米産牛肉輸入再開…それって本当に安全?

米産牛肉、輸入再開12日に決定 クリスマス前後店頭に(asahi.com暮らし12/7)

アメリカで狂牛病感染牛が発見されて以来長らく輸入禁止になっていた米国産牛肉ですが、12月12日にも輸入再開されることとなりました。
しかしながら本当に安全なのか? という不安の声はまだまだ高く、心配に思っている人も少なくないと思います。

本当に米産牛肉は安全なのでしょうか?

米産牛肉が安全かどうかを考えるには、まずは狂牛病について知らねばなりません。

狂牛病は「牛海綿状脳症」の俗称です。
潜伏期間は2~8年と言れており、発症する牛のほとんどは3歳以上だそうです。
狂牛病の原因は、異常プリオンと呼ばれるタンパク質です。経口摂取によって多種にも容易に感染することが知られています。

┄┄┄┄┄┄┄┄┄┄

取り組む課題
a) 米産牛肉の文章の「米産牛肉輸入再開…それって本当に安全?」から「染することが知られています。」までを全部書き出し、その中の「狂牛病」を「BSE」に入れ替えてください。
b) 米産牛肉の文章によると、狂牛病の原因となるタンパク質は何と呼ばれていますか。
解答の根拠には、この米産牛肉の文章だけを用いてください。

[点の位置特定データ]
┄┄┄┄┄┄┄┄┄┄

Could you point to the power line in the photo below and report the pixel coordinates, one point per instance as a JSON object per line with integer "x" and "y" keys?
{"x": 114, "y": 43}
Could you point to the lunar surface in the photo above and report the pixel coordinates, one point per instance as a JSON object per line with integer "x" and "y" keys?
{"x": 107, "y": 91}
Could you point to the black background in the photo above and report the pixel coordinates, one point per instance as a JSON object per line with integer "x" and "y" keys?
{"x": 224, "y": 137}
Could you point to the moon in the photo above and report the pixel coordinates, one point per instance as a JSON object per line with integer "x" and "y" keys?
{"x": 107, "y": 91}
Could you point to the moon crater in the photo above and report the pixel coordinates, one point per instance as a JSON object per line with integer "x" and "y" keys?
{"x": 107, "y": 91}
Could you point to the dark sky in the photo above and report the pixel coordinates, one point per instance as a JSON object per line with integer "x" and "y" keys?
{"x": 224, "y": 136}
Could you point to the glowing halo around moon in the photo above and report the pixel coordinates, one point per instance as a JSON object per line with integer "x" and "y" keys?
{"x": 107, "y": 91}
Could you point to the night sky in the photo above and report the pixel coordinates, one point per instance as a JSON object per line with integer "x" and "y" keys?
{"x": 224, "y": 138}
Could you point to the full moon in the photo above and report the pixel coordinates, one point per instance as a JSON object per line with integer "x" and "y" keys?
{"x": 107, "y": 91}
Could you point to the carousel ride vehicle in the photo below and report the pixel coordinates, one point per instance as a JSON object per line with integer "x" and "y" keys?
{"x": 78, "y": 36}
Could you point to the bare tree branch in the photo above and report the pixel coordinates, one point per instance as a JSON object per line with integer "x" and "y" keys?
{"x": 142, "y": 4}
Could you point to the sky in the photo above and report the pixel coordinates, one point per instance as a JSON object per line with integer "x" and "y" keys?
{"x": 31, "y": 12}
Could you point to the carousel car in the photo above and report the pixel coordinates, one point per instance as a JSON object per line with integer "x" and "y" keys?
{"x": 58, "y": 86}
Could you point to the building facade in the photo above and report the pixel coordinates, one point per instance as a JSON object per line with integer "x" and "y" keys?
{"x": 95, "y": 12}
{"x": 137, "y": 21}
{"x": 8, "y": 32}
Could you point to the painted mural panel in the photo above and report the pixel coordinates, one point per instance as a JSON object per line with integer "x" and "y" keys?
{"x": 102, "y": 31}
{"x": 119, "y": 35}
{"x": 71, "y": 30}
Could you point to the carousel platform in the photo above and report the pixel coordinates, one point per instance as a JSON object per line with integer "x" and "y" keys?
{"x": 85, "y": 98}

┄┄┄┄┄┄┄┄┄┄

課題の解答
a)
米産牛肉輸入再開…それって本当に安全?

米産牛肉、輸入再開12日に決定 クリスマス前後店頭に(asahi.com暮らし12/7)

アメリカでBSE感染牛が発見されて以来長らく輸入禁止になっていた米国産牛肉ですが、12月12日にも輸入再開されることとなりました。
しかしながら本当に安全なのか? という不安の声はまだまだ高く、心配に思っている人も少なくないと思います。

本当に米産牛肉は安全なのでしょうか?

米産牛肉が安全かどうかを考えるには、まずはBSEについて知らねばなりません。

BSEは「牛海綿状脳症」の俗称です。
潜伏期間は2~8年と言れており、発症する牛のほとんどは3歳以上だそうです。
BSEの原因は、異常プリオンと呼ばれるタンパク質です。経口摂取によって多種にも容易に感染することが知られています。

b) 異常プリオンと呼ばれています。